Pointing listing
=======
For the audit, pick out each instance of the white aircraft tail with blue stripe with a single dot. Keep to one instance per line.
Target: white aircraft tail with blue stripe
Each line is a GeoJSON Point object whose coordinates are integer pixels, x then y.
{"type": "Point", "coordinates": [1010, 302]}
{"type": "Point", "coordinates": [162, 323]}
=======
THE TASK: Reproduce every line of the listing above without any changes.

RESPONSE TO THIS TASK:
For the audit, pick out each instance of the white aircraft tail with blue stripe with a single dot. Keep to one instance per line.
Target: white aircraft tail with blue stripe
Each line is a GeoJSON Point object whose coordinates are integer pixels, x then y.
{"type": "Point", "coordinates": [1010, 302]}
{"type": "Point", "coordinates": [162, 323]}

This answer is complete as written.